[Short task A]
The XMPP parsing thread below shows a second server response. List every mechanism value that this response offers.

[Passage shown]
XPath Namespace issues - python

When connecting to an XMPP server I get one of these two responses:
<stream:features xmlns:stream="http://etherx.jabber.org/streams">
<mechanisms xmlns="urn:ietf:params:xml:ns:xmpp-sasl">
<mechanism>PLAIN</mechanism>
<mechanism>DIGEST MD5</mechanism>
</mechanisms>
<auth xmlns="http://jabber.org/features/iq-auth" />
<register xmlns="http://jabber.org/features/iq-register" />
</stream:features>
OR
<stream:features>
<mechanisms xmlns="urn:ietf:params:xml:ns:xmpp-sasl">
<mechanism>DIGEST-MD5</mechanism>
<mechanism>PLAIN</mechanism>
<mechanism>ANONYMOUS</mechanism>
<mechanism>CRAM-MD5</mechanism>
</mechanisms>
<compression xmlns="http://jabber.org/features/compress">
<method>zlib</method>
</compression>
<auth xmlns="http://jabber.org/features/iq-auth" />
<register xmlns="http://jabber.org/features/iq-register" />
</stream:features>
When trying to parse the second one with my code, I get this error:
namespace error : Namespace prefix stream on features is not defined
<stream:features><mechanisms xmlns="urn:ietf:params:xml:ns:xmpp-sasl"><mechanism
^
Here is my code:
mechanisms = []
xmlParsed = libxml2.parseDoc(xmlResponse)
xpathContext = xmlParsed.xpathNewContext()

[Records provided]

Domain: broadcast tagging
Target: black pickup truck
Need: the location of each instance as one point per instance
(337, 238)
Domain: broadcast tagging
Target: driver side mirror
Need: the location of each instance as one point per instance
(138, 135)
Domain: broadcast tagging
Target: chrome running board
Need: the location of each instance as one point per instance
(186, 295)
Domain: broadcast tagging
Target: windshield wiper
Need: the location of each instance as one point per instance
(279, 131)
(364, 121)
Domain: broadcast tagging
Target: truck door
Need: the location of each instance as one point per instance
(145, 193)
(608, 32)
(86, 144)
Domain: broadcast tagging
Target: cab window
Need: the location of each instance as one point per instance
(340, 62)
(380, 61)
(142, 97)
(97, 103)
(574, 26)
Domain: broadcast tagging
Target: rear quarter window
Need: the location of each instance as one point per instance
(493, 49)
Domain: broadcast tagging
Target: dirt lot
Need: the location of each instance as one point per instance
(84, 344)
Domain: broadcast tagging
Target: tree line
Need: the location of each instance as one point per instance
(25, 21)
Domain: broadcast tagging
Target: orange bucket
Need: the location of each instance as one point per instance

[Short task B]
State how many lines of the records above contain the string "Target". Case counts. Give only the number.

[Answer A]
DIGEST-MD5, PLAIN, ANONYMOUS, CRAM-MD5

[Answer B]
10